:: DATA FOR PROCESSING ::
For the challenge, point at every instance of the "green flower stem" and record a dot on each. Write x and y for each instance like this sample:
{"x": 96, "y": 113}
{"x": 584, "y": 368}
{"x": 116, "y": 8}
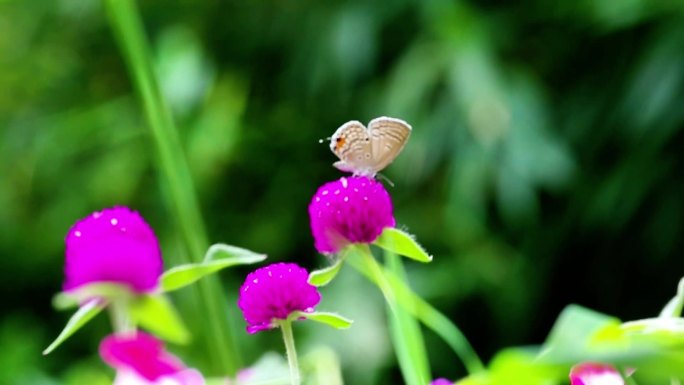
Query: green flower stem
{"x": 288, "y": 337}
{"x": 422, "y": 310}
{"x": 408, "y": 346}
{"x": 120, "y": 316}
{"x": 127, "y": 26}
{"x": 406, "y": 329}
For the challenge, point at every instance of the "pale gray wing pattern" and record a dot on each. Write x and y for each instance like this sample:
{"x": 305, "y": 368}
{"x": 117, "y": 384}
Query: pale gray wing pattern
{"x": 388, "y": 137}
{"x": 351, "y": 143}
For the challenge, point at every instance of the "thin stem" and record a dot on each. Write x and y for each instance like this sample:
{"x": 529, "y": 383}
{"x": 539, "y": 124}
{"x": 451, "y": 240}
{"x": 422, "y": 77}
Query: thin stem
{"x": 407, "y": 332}
{"x": 121, "y": 320}
{"x": 423, "y": 311}
{"x": 127, "y": 26}
{"x": 288, "y": 337}
{"x": 413, "y": 367}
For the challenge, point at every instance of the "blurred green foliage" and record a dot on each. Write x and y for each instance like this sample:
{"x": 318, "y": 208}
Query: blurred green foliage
{"x": 545, "y": 167}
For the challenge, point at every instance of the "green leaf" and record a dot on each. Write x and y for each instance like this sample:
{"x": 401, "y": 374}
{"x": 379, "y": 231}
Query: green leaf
{"x": 331, "y": 319}
{"x": 84, "y": 314}
{"x": 323, "y": 276}
{"x": 577, "y": 332}
{"x": 675, "y": 305}
{"x": 66, "y": 300}
{"x": 156, "y": 314}
{"x": 243, "y": 256}
{"x": 399, "y": 242}
{"x": 218, "y": 257}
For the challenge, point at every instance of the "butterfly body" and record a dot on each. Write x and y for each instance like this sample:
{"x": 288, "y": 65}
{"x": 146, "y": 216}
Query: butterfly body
{"x": 367, "y": 150}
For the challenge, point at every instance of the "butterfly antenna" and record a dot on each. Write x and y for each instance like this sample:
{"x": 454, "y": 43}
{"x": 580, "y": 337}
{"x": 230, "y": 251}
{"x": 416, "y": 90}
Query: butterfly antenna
{"x": 385, "y": 179}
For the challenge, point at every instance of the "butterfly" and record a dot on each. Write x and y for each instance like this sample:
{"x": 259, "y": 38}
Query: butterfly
{"x": 366, "y": 151}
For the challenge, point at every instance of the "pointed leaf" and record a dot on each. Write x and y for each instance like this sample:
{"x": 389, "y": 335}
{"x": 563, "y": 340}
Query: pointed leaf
{"x": 576, "y": 331}
{"x": 156, "y": 314}
{"x": 84, "y": 314}
{"x": 184, "y": 275}
{"x": 331, "y": 319}
{"x": 222, "y": 251}
{"x": 323, "y": 276}
{"x": 72, "y": 298}
{"x": 399, "y": 242}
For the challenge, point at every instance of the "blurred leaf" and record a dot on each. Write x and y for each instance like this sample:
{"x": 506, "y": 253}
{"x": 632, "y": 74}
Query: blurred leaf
{"x": 571, "y": 335}
{"x": 518, "y": 366}
{"x": 84, "y": 314}
{"x": 402, "y": 243}
{"x": 100, "y": 290}
{"x": 333, "y": 320}
{"x": 218, "y": 257}
{"x": 156, "y": 314}
{"x": 322, "y": 277}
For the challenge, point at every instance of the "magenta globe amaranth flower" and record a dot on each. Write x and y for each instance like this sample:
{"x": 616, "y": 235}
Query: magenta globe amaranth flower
{"x": 590, "y": 373}
{"x": 349, "y": 210}
{"x": 441, "y": 381}
{"x": 274, "y": 292}
{"x": 114, "y": 245}
{"x": 140, "y": 359}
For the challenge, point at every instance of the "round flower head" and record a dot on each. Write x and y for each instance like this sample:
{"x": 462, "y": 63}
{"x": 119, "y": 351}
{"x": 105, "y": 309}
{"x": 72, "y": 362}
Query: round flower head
{"x": 114, "y": 245}
{"x": 140, "y": 359}
{"x": 349, "y": 210}
{"x": 273, "y": 292}
{"x": 441, "y": 381}
{"x": 595, "y": 374}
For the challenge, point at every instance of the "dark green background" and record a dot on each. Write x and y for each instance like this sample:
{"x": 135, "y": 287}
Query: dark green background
{"x": 545, "y": 166}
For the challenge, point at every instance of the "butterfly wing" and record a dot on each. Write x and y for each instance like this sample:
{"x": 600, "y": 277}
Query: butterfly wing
{"x": 388, "y": 138}
{"x": 351, "y": 143}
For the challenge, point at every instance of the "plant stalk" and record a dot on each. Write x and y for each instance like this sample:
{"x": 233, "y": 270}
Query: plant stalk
:::
**TASK**
Please return all lines above in which the string "plant" is found.

**FINISHED TASK**
For the challenge, point at every instance of the "plant stalk" and record a dot on each. Write x and y for each instance like this sample:
Query: plant stalk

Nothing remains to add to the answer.